**PROBLEM DESCRIPTION:** Restate word for word the lines beginning with the one that contains "Would you please locate the green goalkeeper shorts" and ending at the bottom of the records below, both included.

*** PROVIDED DATA ***

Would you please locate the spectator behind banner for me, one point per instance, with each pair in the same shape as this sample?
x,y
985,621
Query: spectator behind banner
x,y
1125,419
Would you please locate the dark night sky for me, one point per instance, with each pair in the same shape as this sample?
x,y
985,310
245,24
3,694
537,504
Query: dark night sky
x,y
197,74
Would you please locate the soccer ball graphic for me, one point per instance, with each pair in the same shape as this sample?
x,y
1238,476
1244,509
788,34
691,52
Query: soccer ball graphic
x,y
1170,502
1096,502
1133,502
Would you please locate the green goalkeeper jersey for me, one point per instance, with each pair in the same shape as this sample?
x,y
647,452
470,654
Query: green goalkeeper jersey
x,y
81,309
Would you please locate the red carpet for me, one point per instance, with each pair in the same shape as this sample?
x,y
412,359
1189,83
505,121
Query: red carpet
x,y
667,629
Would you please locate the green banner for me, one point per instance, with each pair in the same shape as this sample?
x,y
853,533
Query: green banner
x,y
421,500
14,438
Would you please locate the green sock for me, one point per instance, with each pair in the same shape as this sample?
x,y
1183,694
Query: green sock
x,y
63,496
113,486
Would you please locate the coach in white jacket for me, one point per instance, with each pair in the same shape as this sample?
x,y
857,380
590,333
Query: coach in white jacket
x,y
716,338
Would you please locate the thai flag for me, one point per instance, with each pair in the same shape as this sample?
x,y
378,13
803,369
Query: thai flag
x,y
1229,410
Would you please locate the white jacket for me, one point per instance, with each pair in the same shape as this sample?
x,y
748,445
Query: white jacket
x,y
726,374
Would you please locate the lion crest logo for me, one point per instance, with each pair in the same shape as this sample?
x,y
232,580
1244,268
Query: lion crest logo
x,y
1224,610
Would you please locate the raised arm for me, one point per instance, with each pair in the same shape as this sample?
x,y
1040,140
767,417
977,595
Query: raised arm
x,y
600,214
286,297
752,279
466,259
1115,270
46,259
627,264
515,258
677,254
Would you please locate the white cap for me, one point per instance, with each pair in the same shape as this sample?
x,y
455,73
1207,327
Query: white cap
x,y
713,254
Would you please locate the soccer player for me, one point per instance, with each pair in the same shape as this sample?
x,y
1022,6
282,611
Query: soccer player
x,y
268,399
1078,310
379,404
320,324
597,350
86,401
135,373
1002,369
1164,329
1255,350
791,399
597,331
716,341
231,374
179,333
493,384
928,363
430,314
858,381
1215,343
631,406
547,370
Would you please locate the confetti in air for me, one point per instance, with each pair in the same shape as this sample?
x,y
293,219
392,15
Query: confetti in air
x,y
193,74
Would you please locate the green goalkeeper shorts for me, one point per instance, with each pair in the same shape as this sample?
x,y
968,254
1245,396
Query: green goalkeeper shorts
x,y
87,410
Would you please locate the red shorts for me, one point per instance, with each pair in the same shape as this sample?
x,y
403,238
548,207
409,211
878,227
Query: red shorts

*** End of PROVIDED DATA ***

**ANSWER BOX:**
Would you please locate the green goalkeeper shorts for me, one point per instance, with each pair in the same shape as this sample?
x,y
968,254
1245,396
Query: green goalkeeper shorts
x,y
87,410
Would you please locate the red shorts for me, one point per instance, with each pair in the same shape as this sample?
x,y
403,238
548,207
409,211
878,227
Query: red shorts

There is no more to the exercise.